■ 課題 1:
寺川綾選手についての文書の抜粋を読み、次の問いに答えよ。
(a) アテネオリンピックで寺川選手は何位に入賞したか。
(b) 北京オリンピックの代表選考で寺川選手は何位だったか。
(c) 寺川選手が平井コーチの門をたたいたのはいつか。

■ 文書の抜粋:

__________

寺川綾選手は2001年の世界水泳に出場し、
美人高校生スイマーとして注目を浴びた。
大学2年時に出場したアテネオリンピックでは8位入賞を果たし、
次のオリンピックでのメダルが期待されたが、
北京オリンピックでは代表選考で3位。代表から漏れた。
状況的には引退してもおかしくなかったが、
その彼女が新たなチャレンジとして平井コーチの門をたたいたのは
2008年の暮れのことである。
寺川選手が平井コーチのもとを訪ね「指導を受けたい」と言った時、
平井コーチは一度断った。
1つには(もう社会人にもなる年齢なのに)たいして才能が見出せないからであり、
最大の理由は「何のために泳いでいるのかが感じられなかった」からである。

__________

■ 提示資料:
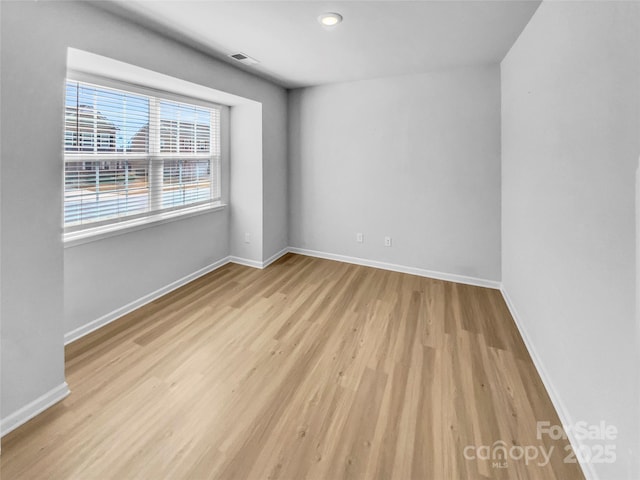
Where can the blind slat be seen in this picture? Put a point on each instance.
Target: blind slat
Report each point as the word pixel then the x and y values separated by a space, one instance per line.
pixel 105 127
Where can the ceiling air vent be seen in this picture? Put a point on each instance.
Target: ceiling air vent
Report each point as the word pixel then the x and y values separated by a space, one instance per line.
pixel 242 58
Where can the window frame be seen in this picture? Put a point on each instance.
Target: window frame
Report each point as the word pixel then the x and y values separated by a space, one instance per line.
pixel 81 233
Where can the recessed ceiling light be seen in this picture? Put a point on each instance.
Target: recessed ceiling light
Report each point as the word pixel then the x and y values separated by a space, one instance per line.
pixel 330 19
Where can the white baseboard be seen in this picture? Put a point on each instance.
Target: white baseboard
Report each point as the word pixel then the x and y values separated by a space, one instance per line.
pixel 257 264
pixel 32 409
pixel 556 400
pixel 449 277
pixel 130 307
pixel 275 257
pixel 246 262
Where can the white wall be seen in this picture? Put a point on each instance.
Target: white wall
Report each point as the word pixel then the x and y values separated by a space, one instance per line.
pixel 570 145
pixel 415 157
pixel 35 38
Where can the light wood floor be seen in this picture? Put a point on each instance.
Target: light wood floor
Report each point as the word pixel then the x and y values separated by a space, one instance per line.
pixel 308 369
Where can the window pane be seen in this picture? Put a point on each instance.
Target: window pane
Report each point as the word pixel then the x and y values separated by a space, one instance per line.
pixel 184 128
pixel 186 181
pixel 102 190
pixel 102 120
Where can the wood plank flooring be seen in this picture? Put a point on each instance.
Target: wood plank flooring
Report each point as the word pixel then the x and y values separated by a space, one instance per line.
pixel 308 369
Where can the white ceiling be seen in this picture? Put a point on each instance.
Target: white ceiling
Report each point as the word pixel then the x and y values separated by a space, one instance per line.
pixel 376 38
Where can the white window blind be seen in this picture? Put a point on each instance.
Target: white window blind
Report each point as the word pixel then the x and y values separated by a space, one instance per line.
pixel 129 156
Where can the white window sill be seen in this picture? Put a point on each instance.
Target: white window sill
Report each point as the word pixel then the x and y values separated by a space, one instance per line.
pixel 73 239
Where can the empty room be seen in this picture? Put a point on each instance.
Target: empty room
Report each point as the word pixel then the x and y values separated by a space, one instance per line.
pixel 291 240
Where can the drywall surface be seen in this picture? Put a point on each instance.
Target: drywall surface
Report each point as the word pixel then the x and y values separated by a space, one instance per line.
pixel 102 276
pixel 415 158
pixel 570 146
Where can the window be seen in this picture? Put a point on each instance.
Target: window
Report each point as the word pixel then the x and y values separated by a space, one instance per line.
pixel 130 156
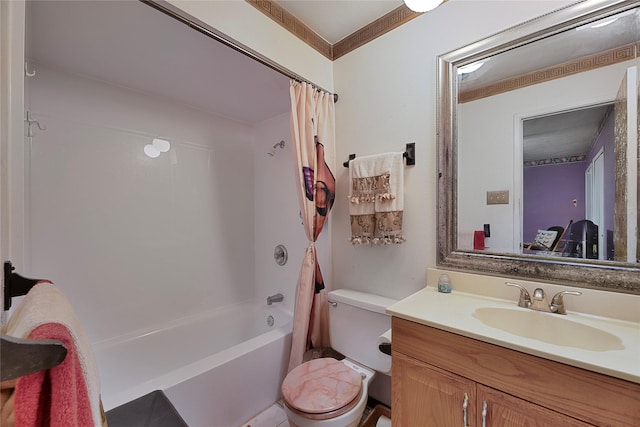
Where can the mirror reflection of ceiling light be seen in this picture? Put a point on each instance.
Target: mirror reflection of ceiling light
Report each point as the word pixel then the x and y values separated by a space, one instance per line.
pixel 157 147
pixel 162 145
pixel 422 5
pixel 470 68
pixel 606 21
pixel 151 151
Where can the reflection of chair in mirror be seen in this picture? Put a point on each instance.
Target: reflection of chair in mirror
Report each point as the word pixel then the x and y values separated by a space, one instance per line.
pixel 581 240
pixel 560 231
pixel 541 241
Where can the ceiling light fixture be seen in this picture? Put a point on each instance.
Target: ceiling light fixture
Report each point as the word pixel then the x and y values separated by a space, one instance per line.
pixel 422 5
pixel 470 68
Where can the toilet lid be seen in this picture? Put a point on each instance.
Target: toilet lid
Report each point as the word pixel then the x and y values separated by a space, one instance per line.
pixel 321 385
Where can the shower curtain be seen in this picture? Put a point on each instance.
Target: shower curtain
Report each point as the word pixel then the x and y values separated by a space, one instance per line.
pixel 312 130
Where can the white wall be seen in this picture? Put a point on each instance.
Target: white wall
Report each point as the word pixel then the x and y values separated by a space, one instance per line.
pixel 491 151
pixel 387 98
pixel 134 241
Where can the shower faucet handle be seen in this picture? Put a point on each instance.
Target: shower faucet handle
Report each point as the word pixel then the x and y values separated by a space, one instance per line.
pixel 274 298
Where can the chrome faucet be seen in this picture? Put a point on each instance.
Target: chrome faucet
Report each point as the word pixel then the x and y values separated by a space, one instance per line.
pixel 274 298
pixel 539 300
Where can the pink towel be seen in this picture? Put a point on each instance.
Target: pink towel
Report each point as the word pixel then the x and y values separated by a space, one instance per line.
pixel 56 397
pixel 67 394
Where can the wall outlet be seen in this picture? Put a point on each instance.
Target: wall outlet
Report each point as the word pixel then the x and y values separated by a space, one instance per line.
pixel 498 197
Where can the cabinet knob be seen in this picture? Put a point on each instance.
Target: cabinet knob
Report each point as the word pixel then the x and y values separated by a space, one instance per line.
pixel 465 404
pixel 484 414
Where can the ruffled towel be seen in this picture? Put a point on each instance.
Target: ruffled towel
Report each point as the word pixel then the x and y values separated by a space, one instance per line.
pixel 376 199
pixel 67 394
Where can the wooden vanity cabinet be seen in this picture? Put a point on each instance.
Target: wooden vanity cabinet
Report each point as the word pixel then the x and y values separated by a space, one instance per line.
pixel 433 371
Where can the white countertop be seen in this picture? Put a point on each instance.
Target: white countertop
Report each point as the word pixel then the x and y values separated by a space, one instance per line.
pixel 454 312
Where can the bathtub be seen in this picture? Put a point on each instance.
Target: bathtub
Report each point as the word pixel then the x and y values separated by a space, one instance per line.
pixel 219 368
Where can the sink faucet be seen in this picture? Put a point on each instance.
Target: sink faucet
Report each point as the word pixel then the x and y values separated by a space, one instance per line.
pixel 274 298
pixel 539 300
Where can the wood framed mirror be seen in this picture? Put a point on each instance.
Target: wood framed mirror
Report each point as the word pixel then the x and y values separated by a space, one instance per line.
pixel 576 60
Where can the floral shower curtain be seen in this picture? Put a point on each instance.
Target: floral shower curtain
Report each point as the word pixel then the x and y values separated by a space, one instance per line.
pixel 312 129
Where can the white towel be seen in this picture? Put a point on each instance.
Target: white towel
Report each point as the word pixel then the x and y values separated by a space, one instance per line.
pixel 376 199
pixel 46 304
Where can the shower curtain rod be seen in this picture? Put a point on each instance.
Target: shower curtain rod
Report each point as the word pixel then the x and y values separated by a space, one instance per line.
pixel 172 11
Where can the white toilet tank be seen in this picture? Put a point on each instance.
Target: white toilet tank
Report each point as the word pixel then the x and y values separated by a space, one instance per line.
pixel 356 321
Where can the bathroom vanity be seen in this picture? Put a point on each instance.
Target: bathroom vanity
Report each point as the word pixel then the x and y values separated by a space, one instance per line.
pixel 450 369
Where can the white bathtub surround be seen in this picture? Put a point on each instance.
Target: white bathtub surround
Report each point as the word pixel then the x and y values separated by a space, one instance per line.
pixel 217 368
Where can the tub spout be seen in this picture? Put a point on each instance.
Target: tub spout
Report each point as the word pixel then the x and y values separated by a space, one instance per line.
pixel 274 298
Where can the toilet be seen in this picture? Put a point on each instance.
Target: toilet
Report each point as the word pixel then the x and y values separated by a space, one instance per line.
pixel 326 392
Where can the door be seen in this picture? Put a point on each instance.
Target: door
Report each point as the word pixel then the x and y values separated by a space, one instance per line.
pixel 12 24
pixel 594 198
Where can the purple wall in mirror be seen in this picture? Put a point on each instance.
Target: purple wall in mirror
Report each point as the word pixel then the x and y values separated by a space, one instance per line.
pixel 549 190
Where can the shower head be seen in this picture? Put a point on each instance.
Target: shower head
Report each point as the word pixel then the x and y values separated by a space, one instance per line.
pixel 272 152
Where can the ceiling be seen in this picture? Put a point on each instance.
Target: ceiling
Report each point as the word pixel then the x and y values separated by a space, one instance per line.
pixel 154 53
pixel 333 20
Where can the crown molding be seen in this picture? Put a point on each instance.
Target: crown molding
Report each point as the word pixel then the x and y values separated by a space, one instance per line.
pixel 579 65
pixel 364 35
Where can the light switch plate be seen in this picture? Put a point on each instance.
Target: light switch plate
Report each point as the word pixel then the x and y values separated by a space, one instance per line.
pixel 498 197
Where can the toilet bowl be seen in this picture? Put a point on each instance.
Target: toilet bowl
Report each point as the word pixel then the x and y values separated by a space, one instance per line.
pixel 327 392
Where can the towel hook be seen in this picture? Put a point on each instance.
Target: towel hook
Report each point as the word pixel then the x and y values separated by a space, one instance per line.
pixel 26 71
pixel 30 121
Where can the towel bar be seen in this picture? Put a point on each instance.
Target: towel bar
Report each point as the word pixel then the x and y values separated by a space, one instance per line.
pixel 21 357
pixel 14 284
pixel 409 154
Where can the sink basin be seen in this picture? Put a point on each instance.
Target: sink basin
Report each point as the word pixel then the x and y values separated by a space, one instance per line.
pixel 548 327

__________

■ 課題 2: 一覧のうち、「Where can the drywall」を含む行から始めて「pixel 151 151」を含む行までを、列名「入力」「出力」の2列のCSVに入れよ。各項目につき1行とし、その文面と答えをそれぞれ引用符付きの1フィールドに収めて改行は空白に置き換え、画像は含めないこと。

■ 正解 1:
(a) 8位
(b) 3位
(c) 2008年の暮れ

■ 正解 2:
入力,出力
"Where can the drywall surface be seen in this picture? Put a point on each instance. Target: drywall surface Report each point as the word pixel then the x and y values separated by a space, one instance per line.","pixel 102 276 pixel 415 158 pixel 570 146"
"Where can the window be seen in this picture? Put a point on each instance. Target: window Report each point as the word pixel then the x and y values separated by a space, one instance per line.","pixel 130 156"
"Where can the mirror reflection of ceiling light be seen in this picture? Put a point on each instance. Target: mirror reflection of ceiling light Report each point as the word pixel then the x and y values separated by a space, one instance per line.","pixel 157 147 pixel 162 145 pixel 422 5 pixel 470 68 pixel 606 21 pixel 151 151"